• _AIM_: In the records below, the line that contains "Exercise. Mark the cantilevered" marks the start. Copy it and each line after it through the end, exactly, without pictures.

::: SOURCE MATERIAL

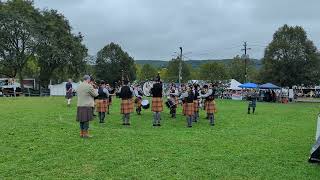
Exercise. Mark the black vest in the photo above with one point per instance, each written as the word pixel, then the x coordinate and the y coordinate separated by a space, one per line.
pixel 125 93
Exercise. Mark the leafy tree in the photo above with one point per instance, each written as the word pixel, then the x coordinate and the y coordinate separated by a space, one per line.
pixel 17 35
pixel 112 62
pixel 148 72
pixel 213 72
pixel 291 58
pixel 237 70
pixel 173 71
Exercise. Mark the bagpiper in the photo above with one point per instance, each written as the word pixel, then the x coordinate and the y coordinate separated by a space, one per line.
pixel 188 97
pixel 157 104
pixel 125 93
pixel 86 94
pixel 102 101
pixel 210 103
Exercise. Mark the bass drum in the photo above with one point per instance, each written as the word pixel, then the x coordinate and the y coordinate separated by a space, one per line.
pixel 147 87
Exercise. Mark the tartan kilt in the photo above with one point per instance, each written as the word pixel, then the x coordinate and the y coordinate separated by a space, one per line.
pixel 189 109
pixel 196 105
pixel 101 105
pixel 157 104
pixel 184 108
pixel 211 107
pixel 126 106
pixel 176 100
pixel 137 102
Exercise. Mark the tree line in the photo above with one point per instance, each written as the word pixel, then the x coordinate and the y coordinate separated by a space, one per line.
pixel 40 44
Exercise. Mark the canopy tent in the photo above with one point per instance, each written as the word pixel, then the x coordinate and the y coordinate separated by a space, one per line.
pixel 269 86
pixel 60 89
pixel 315 150
pixel 234 85
pixel 248 85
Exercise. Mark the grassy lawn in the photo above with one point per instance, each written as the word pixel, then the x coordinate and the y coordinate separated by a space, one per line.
pixel 40 139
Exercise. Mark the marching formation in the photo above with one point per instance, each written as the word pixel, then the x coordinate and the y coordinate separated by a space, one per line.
pixel 98 98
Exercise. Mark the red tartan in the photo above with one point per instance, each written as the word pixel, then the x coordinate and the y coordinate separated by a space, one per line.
pixel 189 109
pixel 138 102
pixel 184 108
pixel 211 107
pixel 101 105
pixel 196 105
pixel 126 106
pixel 157 104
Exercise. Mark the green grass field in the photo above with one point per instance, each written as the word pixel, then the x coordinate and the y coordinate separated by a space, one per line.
pixel 40 140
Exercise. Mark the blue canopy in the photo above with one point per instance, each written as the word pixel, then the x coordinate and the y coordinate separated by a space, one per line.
pixel 248 85
pixel 269 86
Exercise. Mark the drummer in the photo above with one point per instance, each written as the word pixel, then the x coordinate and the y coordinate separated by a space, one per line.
pixel 137 93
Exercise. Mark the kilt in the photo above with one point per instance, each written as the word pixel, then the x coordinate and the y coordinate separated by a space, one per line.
pixel 84 114
pixel 211 106
pixel 138 102
pixel 252 104
pixel 126 106
pixel 196 105
pixel 157 104
pixel 184 108
pixel 176 100
pixel 69 94
pixel 189 109
pixel 101 105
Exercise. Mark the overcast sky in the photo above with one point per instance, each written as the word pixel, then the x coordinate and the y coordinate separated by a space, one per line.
pixel 206 29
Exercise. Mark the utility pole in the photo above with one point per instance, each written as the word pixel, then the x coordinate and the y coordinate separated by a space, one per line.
pixel 245 60
pixel 180 65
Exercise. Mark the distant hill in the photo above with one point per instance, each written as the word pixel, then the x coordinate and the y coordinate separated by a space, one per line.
pixel 193 63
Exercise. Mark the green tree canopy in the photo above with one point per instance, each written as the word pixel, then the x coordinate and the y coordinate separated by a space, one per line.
pixel 173 71
pixel 112 62
pixel 291 58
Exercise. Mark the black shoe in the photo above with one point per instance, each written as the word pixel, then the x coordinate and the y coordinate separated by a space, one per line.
pixel 312 160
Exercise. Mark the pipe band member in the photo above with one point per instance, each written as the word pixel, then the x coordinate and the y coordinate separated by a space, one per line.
pixel 157 104
pixel 69 92
pixel 188 97
pixel 252 98
pixel 125 93
pixel 196 103
pixel 210 103
pixel 138 100
pixel 174 97
pixel 86 94
pixel 102 101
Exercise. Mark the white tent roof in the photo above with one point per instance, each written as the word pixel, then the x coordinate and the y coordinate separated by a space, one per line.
pixel 60 89
pixel 234 85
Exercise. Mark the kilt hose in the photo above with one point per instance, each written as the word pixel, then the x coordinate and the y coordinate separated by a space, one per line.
pixel 126 106
pixel 189 109
pixel 157 104
pixel 184 108
pixel 137 102
pixel 101 105
pixel 211 107
pixel 196 105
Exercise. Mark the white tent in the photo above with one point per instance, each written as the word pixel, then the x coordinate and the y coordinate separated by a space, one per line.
pixel 234 85
pixel 60 89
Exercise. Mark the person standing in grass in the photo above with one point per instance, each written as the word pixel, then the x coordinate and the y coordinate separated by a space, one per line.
pixel 102 101
pixel 69 92
pixel 252 98
pixel 125 93
pixel 210 103
pixel 86 94
pixel 157 104
pixel 188 97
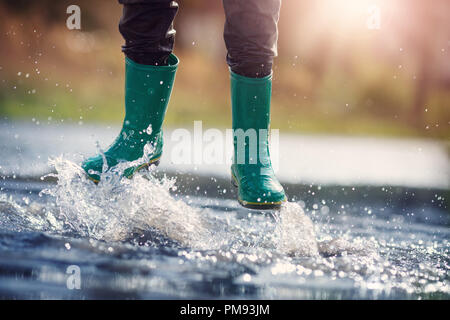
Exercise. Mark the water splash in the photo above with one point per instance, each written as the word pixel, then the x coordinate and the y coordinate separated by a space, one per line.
pixel 295 231
pixel 116 207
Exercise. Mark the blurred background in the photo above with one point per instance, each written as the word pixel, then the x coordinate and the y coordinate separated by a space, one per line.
pixel 352 67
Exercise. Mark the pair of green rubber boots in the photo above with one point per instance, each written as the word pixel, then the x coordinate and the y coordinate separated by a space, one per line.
pixel 147 93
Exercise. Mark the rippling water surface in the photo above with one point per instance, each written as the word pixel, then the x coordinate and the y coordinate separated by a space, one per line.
pixel 143 238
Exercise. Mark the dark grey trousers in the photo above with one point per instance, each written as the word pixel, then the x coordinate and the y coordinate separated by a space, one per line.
pixel 250 33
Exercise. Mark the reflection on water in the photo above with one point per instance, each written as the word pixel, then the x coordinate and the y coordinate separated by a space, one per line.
pixel 141 238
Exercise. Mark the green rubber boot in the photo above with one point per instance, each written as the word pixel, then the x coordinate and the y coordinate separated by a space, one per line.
pixel 147 93
pixel 251 171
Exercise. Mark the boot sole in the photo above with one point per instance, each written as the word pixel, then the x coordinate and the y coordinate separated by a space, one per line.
pixel 154 162
pixel 256 205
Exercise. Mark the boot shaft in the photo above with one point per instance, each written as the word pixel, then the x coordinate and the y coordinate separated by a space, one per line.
pixel 147 93
pixel 250 100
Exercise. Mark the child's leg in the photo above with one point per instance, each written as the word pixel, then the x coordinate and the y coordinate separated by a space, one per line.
pixel 251 35
pixel 149 75
pixel 251 39
pixel 147 27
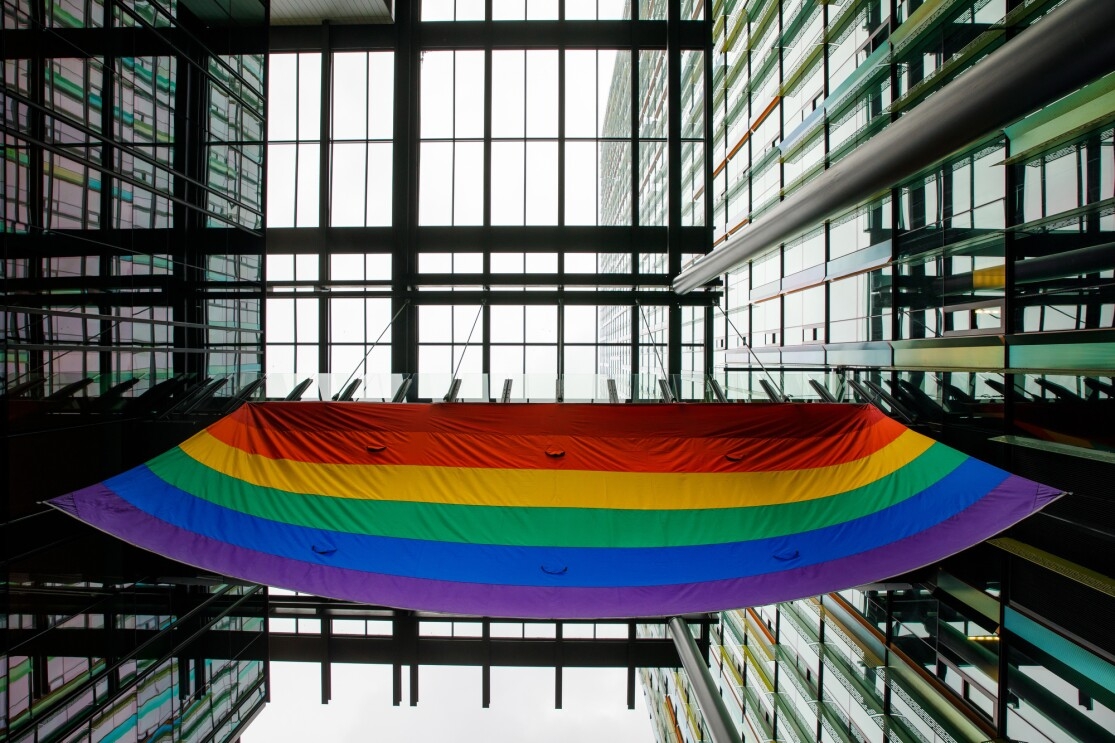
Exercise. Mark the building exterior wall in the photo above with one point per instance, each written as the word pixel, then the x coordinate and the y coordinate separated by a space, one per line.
pixel 979 293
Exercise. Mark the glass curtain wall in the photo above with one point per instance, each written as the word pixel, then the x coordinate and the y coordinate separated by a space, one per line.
pixel 112 280
pixel 492 204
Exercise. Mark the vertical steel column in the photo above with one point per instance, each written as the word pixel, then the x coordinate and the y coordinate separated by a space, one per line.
pixel 325 189
pixel 674 184
pixel 720 726
pixel 405 162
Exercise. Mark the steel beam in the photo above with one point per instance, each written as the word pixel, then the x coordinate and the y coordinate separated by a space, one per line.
pixel 1067 49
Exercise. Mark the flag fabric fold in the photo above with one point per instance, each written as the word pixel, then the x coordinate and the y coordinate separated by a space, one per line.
pixel 559 511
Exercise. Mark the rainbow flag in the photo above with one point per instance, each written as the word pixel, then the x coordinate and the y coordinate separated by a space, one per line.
pixel 562 510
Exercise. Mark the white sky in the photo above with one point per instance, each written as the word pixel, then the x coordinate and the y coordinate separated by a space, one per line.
pixel 593 706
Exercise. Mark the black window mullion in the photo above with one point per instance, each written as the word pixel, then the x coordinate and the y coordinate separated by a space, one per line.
pixel 325 160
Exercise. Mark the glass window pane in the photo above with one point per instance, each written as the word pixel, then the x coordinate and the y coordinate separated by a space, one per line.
pixel 507 163
pixel 380 95
pixel 541 183
pixel 469 94
pixel 348 185
pixel 282 97
pixel 309 96
pixel 309 175
pixel 580 108
pixel 542 93
pixel 350 96
pixel 436 95
pixel 468 184
pixel 580 183
pixel 508 90
pixel 435 183
pixel 281 170
pixel 506 324
pixel 379 185
pixel 613 93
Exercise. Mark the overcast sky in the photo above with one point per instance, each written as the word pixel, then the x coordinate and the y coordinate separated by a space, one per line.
pixel 594 706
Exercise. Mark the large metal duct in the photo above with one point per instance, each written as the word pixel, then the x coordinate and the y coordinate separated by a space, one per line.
pixel 720 726
pixel 1070 47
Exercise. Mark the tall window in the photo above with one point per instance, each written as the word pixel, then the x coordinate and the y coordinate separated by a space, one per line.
pixel 294 137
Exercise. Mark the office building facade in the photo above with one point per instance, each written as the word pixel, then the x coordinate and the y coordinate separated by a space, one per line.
pixel 972 299
pixel 205 204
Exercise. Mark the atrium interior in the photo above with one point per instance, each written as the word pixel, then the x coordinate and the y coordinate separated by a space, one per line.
pixel 908 204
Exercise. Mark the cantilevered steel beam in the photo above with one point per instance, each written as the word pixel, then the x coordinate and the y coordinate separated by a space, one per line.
pixel 1070 47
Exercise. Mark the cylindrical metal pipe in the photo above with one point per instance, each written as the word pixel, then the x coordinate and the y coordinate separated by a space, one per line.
pixel 721 729
pixel 1068 48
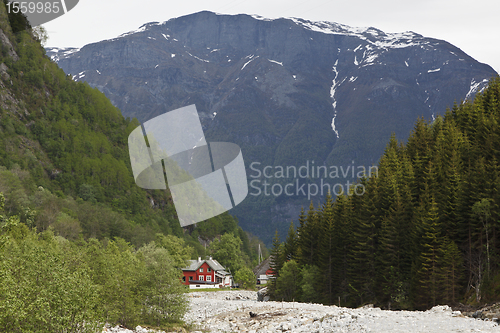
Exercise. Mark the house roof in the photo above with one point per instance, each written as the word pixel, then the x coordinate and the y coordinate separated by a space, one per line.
pixel 214 264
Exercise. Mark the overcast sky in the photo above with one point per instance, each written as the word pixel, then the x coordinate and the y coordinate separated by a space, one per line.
pixel 473 26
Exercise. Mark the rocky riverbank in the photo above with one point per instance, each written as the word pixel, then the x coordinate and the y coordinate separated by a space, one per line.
pixel 239 311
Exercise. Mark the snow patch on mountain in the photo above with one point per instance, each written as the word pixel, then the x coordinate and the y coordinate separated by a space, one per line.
pixel 475 87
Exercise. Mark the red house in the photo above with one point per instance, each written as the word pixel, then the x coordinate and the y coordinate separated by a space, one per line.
pixel 205 274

::::::

• _RESPONSE TO THE EXERCISE_:
Exercise. Mark the cantilevered steel beam in the photo above with one point per instance, each written as the word pixel, then the x coordinate and the y coordinate separated by a space, one per line.
pixel 1070 47
Exercise. Mark the cylindrical metal pipe in the photo above with one point per instance, each written as the word pixel, then the x coordinate and the y coordinate separated by a space, one per line.
pixel 721 729
pixel 1068 48
Exercise. Mark the house roof in the photo above with one point per instance, each written as the word pixel, then the x coordinate and the y coordinate separated by a space, one per line.
pixel 214 264
Exercise. Mark the overcast sky in the photo above with one point per instance, each written as the word pixel, then the x coordinate and the y coordinate separated by a space, one per line.
pixel 473 26
Exercise. Mark the rocky riverbank in the photo above with one point per instance, each written as the word pixel, then the x coordinate and the y coordinate separated by a space, one per line.
pixel 239 311
Exercise. Mark the snow patch on mountain in the photo above with one point per instance, each written as the word pixel, then the x coordinate and the y coordinate separated by a space, one per line.
pixel 475 87
Exercise. Mark the red house in the photo above with one point per instance, each written as the word pixel, then the x coordinate and the y coordinate separated by a space, one per line.
pixel 205 274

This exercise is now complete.